Recorded data
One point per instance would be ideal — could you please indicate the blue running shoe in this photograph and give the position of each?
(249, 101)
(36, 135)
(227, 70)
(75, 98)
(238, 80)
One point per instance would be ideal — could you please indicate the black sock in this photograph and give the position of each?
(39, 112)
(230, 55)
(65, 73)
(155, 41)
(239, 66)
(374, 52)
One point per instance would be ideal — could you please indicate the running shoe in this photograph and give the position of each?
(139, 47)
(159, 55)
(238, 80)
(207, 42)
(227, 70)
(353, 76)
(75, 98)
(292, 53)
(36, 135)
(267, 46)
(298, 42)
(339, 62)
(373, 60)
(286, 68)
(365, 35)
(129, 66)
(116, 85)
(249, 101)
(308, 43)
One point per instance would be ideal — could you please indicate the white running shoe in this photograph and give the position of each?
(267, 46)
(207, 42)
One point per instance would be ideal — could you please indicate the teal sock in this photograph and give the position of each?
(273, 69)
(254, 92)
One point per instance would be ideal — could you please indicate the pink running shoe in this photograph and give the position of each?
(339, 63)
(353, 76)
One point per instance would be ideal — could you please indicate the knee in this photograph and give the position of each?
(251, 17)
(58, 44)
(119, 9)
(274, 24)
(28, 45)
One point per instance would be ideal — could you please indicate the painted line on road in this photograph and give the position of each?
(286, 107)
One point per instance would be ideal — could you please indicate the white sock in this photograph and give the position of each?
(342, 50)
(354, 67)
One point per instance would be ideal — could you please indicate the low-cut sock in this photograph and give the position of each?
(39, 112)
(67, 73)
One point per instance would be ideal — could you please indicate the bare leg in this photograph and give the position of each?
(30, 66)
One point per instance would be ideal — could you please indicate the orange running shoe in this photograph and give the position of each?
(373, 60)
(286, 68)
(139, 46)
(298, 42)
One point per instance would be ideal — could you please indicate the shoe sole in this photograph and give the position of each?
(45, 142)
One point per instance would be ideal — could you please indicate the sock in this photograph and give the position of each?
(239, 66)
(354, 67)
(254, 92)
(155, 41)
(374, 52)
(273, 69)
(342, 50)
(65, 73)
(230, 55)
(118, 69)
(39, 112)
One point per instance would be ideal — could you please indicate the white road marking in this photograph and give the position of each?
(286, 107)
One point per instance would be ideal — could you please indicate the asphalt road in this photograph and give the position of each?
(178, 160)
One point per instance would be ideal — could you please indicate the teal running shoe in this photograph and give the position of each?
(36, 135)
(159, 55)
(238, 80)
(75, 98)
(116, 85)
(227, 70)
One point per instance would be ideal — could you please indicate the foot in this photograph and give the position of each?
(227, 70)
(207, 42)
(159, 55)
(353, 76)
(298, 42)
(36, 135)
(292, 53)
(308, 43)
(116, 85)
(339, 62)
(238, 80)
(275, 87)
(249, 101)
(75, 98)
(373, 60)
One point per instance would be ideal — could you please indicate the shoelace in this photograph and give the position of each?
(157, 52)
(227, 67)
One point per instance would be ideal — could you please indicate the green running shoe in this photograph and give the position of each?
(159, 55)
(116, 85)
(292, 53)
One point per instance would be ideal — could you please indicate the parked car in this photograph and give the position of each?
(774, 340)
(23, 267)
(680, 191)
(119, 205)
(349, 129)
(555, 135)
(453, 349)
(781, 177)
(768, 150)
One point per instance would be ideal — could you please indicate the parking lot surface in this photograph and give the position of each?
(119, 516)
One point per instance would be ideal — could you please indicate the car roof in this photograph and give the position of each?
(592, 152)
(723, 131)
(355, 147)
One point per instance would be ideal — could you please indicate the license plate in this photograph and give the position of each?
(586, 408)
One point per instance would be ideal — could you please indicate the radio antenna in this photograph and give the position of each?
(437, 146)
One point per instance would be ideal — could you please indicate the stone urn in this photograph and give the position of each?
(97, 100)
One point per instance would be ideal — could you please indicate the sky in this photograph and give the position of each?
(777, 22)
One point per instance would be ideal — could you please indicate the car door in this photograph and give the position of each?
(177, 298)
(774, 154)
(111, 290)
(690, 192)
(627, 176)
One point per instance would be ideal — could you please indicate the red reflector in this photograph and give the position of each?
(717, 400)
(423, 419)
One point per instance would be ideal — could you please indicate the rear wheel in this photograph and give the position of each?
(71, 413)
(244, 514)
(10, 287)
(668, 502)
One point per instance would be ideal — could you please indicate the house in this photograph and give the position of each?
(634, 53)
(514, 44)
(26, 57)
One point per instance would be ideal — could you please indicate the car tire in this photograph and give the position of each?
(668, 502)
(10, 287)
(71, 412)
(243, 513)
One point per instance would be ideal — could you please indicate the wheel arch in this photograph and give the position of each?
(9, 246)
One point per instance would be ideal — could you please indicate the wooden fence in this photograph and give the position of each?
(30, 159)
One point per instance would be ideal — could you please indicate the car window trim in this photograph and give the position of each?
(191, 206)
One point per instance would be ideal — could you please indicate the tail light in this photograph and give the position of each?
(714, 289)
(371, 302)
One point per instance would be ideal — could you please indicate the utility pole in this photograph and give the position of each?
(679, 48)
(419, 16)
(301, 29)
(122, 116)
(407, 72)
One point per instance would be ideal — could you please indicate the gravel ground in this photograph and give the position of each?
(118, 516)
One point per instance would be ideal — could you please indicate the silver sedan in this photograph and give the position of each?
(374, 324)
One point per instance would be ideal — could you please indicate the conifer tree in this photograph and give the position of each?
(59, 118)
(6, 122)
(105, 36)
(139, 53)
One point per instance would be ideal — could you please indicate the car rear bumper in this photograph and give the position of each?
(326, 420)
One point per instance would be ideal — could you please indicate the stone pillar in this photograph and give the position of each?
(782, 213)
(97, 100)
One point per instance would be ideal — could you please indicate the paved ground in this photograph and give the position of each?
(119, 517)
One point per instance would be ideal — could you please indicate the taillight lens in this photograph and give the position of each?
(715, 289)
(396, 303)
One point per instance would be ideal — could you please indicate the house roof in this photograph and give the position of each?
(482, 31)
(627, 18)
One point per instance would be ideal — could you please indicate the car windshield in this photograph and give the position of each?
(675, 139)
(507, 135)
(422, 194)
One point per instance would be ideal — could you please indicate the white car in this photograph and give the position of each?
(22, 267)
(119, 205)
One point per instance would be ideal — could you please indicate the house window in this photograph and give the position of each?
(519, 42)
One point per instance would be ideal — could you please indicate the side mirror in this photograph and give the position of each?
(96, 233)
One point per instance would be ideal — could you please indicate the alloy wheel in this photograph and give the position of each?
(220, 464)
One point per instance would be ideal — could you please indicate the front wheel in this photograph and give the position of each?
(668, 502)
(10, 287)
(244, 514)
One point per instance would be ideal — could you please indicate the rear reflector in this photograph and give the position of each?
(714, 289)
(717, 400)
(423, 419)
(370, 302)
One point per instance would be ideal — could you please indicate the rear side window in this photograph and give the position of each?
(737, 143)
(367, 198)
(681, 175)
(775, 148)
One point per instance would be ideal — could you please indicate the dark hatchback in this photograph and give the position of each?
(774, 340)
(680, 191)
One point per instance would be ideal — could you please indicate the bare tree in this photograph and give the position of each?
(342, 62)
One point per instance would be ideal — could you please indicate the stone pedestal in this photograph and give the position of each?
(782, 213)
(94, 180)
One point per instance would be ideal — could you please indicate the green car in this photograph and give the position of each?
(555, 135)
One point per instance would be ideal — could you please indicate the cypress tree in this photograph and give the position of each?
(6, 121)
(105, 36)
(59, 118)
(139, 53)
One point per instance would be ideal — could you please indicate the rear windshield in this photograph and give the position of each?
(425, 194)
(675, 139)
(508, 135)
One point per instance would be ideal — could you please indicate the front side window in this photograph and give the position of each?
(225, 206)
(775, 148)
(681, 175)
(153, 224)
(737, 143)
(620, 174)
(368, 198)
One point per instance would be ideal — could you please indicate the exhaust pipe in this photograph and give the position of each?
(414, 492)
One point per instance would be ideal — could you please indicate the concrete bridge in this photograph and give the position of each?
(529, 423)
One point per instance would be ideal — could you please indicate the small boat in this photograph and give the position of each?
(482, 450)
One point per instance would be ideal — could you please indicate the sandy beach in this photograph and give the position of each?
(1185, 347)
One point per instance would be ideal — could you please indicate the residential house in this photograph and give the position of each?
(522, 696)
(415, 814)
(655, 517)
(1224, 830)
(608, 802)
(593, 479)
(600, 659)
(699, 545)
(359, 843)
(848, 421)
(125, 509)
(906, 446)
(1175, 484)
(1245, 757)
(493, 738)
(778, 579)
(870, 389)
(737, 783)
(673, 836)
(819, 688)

• YOUR TASK: Please retype, exactly as written, every line from the line containing "indicate the dark" through the last line of the records above, including both of those lines, and nothing else.

• TASK RESPONSE:
One point per instance would be ideal — could you please indicate the dark hatchback in this photograph and give the position of each?
(774, 340)
(680, 191)
One point per instance would be ideal — could you please indicate the bare tree in this photograph and give the position of each?
(342, 62)
One point per instance would be ideal — could you please indicate the stone pedestal in this photograph and give the position of each?
(782, 213)
(94, 180)
One point per instance would be ideal — could you please indicate the green car in this photograph and give the position of each?
(555, 135)
One point per instance would be ideal — could you please indicate the cypress tree in this photograph and give the position of each?
(6, 121)
(105, 36)
(59, 118)
(139, 53)
One point per instance would be ideal — could you please indicate the rear windshield in this photograph and give the position of each?
(425, 194)
(675, 139)
(508, 135)
One point per instance would be ideal — could you please indicate the front side window in this photograph and give the position of each?
(225, 206)
(775, 148)
(681, 175)
(153, 224)
(737, 143)
(620, 174)
(368, 198)
One point per instance would be ideal — could you please indicate the exhaust pipe in this photograph and give the position of each?
(414, 492)
One point per instance would be ideal — could you please indicate the concrete bridge in this photograph and give the position of each?
(529, 423)
One point per instance would be ideal — could you please indicate the small boat in this photograph and give the position of each?
(482, 450)
One point per instance would be ideal — could you please indicate the sandy beach in this photograph and give the position of each?
(1185, 347)
One point per instance would be ideal — could you please indicate the residential house in this photograph and give the position of each?
(522, 696)
(415, 814)
(655, 517)
(1224, 830)
(608, 802)
(593, 479)
(600, 659)
(699, 545)
(359, 843)
(848, 421)
(125, 509)
(906, 446)
(1175, 484)
(1245, 757)
(493, 738)
(778, 579)
(870, 389)
(737, 783)
(673, 836)
(819, 688)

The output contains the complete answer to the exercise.